Start of EXTRACTED DATA

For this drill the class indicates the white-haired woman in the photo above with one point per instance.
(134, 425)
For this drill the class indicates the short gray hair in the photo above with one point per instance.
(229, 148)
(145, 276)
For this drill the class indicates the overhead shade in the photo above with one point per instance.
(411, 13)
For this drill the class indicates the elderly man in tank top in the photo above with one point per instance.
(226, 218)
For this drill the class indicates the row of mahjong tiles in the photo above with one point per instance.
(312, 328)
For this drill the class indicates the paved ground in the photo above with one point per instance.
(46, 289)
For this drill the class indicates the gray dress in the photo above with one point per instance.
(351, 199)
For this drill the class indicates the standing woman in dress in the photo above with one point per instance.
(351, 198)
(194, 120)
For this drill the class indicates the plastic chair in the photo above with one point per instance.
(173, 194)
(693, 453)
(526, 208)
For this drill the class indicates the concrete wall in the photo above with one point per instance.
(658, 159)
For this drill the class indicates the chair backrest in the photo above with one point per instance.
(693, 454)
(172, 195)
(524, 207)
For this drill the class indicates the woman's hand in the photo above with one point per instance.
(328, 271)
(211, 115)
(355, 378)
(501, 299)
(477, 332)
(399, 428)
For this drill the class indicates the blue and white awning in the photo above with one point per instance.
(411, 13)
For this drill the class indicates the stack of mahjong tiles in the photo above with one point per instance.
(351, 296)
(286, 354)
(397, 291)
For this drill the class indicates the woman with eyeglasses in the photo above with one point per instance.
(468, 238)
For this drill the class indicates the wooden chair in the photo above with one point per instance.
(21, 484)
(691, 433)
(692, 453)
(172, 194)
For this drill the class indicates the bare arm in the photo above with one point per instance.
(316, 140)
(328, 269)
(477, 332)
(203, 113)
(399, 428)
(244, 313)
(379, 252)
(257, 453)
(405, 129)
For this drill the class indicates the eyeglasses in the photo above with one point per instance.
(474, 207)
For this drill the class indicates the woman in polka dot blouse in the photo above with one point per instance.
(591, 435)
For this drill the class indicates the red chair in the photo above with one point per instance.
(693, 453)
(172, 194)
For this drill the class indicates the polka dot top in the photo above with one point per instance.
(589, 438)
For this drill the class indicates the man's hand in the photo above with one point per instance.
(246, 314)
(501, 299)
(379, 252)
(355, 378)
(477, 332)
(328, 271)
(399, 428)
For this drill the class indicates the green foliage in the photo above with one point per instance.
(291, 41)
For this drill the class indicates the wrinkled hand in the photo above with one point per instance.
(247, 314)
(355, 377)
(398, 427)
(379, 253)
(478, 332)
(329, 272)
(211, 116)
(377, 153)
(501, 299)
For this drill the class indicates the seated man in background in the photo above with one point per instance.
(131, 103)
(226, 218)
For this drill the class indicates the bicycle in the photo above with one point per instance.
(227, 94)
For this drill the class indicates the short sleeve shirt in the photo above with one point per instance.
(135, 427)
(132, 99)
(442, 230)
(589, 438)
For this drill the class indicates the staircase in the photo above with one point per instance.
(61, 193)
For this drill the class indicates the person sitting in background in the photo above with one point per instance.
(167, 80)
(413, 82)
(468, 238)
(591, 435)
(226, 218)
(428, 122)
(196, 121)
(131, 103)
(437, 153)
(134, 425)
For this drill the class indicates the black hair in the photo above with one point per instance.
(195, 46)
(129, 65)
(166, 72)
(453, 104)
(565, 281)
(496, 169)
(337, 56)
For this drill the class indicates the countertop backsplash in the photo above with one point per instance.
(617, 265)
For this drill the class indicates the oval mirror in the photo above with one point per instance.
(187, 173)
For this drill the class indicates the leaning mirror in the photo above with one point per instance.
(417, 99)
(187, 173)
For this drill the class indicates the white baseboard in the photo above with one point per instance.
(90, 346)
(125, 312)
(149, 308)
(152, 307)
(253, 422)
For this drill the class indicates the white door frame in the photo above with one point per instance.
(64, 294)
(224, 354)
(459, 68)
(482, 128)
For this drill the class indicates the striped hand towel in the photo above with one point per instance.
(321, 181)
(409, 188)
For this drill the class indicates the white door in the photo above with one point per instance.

End of EXTRACTED DATA

• [EXERCISE DIRECTIONS]: Format every item above as a numbered list, leaving out any blank lines.

• [ANSWER TO THIS TASK]:
1. For this drill the class indicates the white-haired woman in the photo above with one point per instance.
2. (134, 425)
3. For this drill the class indicates the short gray hair in the photo above with one point per instance.
4. (229, 148)
5. (145, 276)
6. For this drill the class indicates the overhead shade in the photo above with one point per instance.
7. (411, 13)
8. For this drill the class indicates the elderly man in tank top in the photo above with one point per instance.
9. (226, 218)
10. For this drill the class indicates the row of mahjong tiles in the photo above with one point per instance.
11. (312, 328)
12. For this drill the class indicates the paved ground in the photo above with one point per instance.
13. (46, 289)
14. For this drill the class indicates the gray dress in the photo above with one point per instance.
15. (351, 199)
16. For this drill the class indicates the standing woman in dress in the photo above with one point per instance.
17. (351, 198)
18. (194, 120)
19. For this drill the class indicates the plastic chair in the photo above with one point per instance.
20. (173, 194)
21. (693, 453)
22. (526, 208)
23. For this drill the class indicates the concrete wall in the photo above with one point per instance.
24. (658, 159)
25. For this drill the class indicates the chair backrest in the photo above with one point per instance.
26. (693, 454)
27. (172, 195)
28. (524, 207)
29. For this drill the class indicates the woman's hand in the photo above with one point per instance.
30. (328, 271)
31. (211, 115)
32. (355, 378)
33. (501, 299)
34. (477, 332)
35. (399, 428)
36. For this drill the class indicates the blue and white awning in the photo above with one point per instance.
37. (411, 13)
38. For this drill the class indicates the stack of mahjong tiles in the photo above with one point per instance.
39. (351, 296)
40. (286, 354)
41. (397, 291)
42. For this drill the class indicates the woman with eyeglasses in the photo above with one point per instance.
43. (468, 238)
44. For this drill the class indicates the wooden chair in the photo above with one point per instance.
45. (21, 484)
46. (691, 433)
47. (692, 453)
48. (172, 194)
49. For this drill the class indicates the bare arm in the photo above with one point per instance.
50. (316, 140)
51. (328, 269)
52. (477, 332)
53. (203, 113)
54. (399, 428)
55. (244, 313)
56. (379, 252)
57. (257, 453)
58. (405, 129)
59. For this drill the class indicates the eyeglasses in the photo above with one point per instance.
60. (474, 207)
61. For this drill the class indicates the woman in polka dot blouse in the photo above with one point per instance.
62. (591, 435)
63. For this drill the class indicates the red chair in the photo above with one point per instance.
64. (693, 453)
65. (172, 194)
66. For this drill the class indicates the polka dot top in the photo above with one point per instance.
67. (589, 438)
68. For this drill the class indicates the man's hand in the photo above with one point per instance.
69. (246, 314)
70. (501, 299)
71. (379, 252)
72. (355, 378)
73. (477, 332)
74. (328, 271)
75. (399, 428)
76. For this drill the class indicates the green foliage in the photo above with one point per instance.
77. (291, 41)
78. For this drill the class indicates the wrinkled hand in the photo above with one point per instance.
79. (247, 314)
80. (355, 377)
81. (398, 427)
82. (379, 253)
83. (478, 332)
84. (329, 272)
85. (211, 116)
86. (377, 153)
87. (501, 299)
88. For this drill the class indicates the seated man in background in the photo above with one point per instance.
89. (131, 103)
90. (226, 218)
91. For this drill the class indicates the bicycle in the photo above with one point per instance.
92. (227, 94)
93. For this drill the class indicates the short sleeve shirt in the photo above with one point per instance.
94. (135, 427)
95. (132, 99)
96. (442, 230)
97. (589, 438)
98. For this drill the class indicates the staircase in the photo above with one point per instance.
99. (61, 193)
100. For this drill the class indicates the person sitting in background in the photo above with one point per instance.
101. (167, 80)
102. (413, 82)
103. (468, 238)
104. (591, 435)
105. (226, 218)
106. (428, 122)
107. (196, 121)
108. (131, 103)
109. (437, 153)
110. (134, 425)
111. For this drill the class indicates the black hair in the photo above with one point per instance.
112. (195, 46)
113. (129, 65)
114. (166, 72)
115. (453, 104)
116. (565, 281)
117. (496, 169)
118. (337, 56)
119. For this drill the class indicates the countertop backsplash in the photo above with one point per instance.
120. (617, 265)
121. For this drill the class indicates the oval mirror in the photo above with one point per instance.
122. (187, 173)
123. For this drill the class indicates the leaning mirror in the photo above with one point per instance.
124. (417, 99)
125. (187, 173)
126. For this drill the class indicates the white baseboard in the photo above with one point per instance.
127. (90, 346)
128. (125, 312)
129. (149, 308)
130. (152, 307)
131. (253, 422)
132. For this drill the class indicates the white door frame in the photo above with one point per instance.
133. (64, 294)
134. (224, 354)
135. (459, 68)
136. (482, 128)
137. For this drill the class indicates the striped hand towel in the photo above with one point per instance.
138. (321, 181)
139. (409, 188)
140. For this drill the class indicates the white door in the photo above with one point per instance.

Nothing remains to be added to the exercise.